_DATASET CONTENT_
_ _ _ _
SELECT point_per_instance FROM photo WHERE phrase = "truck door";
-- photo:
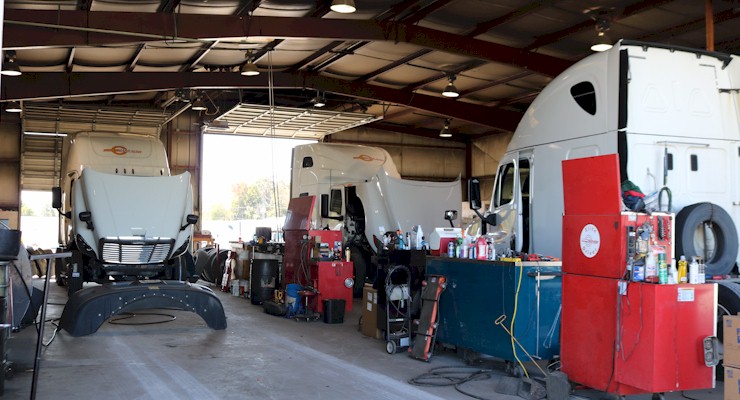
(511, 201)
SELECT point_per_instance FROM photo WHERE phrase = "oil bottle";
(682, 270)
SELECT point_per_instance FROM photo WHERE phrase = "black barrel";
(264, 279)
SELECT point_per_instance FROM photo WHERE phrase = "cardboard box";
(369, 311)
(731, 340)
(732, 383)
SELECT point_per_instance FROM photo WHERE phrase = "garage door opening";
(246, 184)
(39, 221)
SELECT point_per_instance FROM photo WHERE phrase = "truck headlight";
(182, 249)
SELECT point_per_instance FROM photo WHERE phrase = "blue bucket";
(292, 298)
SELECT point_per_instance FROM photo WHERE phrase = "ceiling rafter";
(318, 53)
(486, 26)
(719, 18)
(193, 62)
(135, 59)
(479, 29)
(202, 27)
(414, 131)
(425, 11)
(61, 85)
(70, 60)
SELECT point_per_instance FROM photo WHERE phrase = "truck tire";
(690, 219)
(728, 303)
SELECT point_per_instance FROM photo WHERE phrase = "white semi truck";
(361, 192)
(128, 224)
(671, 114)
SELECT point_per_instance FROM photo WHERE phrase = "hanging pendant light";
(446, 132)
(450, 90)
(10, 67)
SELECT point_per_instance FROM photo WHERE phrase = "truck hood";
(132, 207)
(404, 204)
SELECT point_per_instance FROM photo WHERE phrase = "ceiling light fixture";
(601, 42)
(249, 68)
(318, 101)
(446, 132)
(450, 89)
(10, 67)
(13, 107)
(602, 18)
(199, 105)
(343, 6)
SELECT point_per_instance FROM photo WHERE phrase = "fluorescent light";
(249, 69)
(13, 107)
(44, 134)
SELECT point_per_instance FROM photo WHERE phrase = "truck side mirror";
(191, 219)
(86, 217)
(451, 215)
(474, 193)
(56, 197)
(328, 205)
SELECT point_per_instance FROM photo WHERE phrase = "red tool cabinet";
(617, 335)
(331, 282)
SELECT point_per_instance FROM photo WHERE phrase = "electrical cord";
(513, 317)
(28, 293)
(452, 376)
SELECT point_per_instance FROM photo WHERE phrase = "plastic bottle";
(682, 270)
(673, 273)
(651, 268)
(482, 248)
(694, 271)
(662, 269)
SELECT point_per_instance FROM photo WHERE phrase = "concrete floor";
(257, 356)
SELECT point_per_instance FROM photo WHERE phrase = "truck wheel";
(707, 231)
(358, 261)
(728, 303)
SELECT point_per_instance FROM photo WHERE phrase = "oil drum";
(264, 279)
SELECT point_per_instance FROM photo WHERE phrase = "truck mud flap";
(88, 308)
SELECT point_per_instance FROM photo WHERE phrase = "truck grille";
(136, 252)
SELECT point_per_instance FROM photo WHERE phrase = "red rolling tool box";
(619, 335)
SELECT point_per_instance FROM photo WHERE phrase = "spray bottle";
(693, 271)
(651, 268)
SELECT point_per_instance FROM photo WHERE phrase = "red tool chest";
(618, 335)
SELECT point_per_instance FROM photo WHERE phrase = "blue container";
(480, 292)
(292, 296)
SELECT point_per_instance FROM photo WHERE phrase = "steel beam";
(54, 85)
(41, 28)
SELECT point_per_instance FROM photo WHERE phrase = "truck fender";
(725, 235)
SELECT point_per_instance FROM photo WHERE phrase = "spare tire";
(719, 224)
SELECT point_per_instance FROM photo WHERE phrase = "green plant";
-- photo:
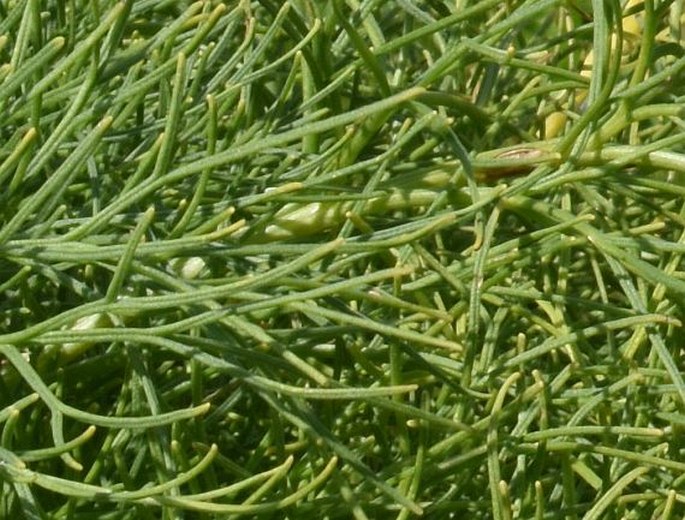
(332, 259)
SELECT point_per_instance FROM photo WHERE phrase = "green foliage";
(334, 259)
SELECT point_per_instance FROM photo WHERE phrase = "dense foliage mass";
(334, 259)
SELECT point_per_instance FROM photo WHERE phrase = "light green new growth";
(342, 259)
_ _ _ _
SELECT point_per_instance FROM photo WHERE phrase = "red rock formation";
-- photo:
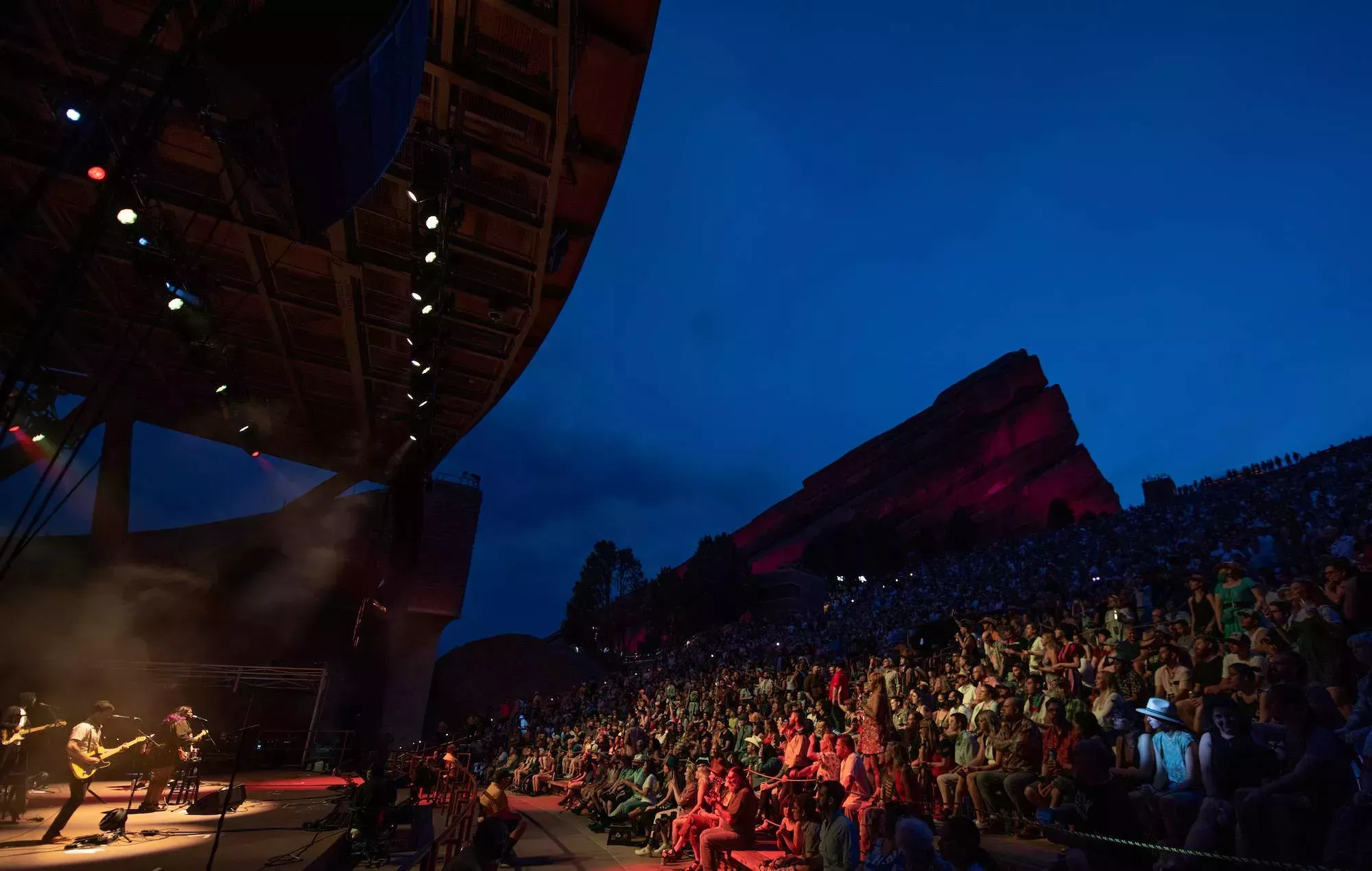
_ _ _ _
_TASK DETAILS_
Copy every row above that contains the word "blue".

_ANSWER TO THE PROBLEM_
SELECT point_per_instance FROM photo WHERE phrase = "blue bucket";
SELECT point_per_instance FROM photo WHERE phrase = "blue container";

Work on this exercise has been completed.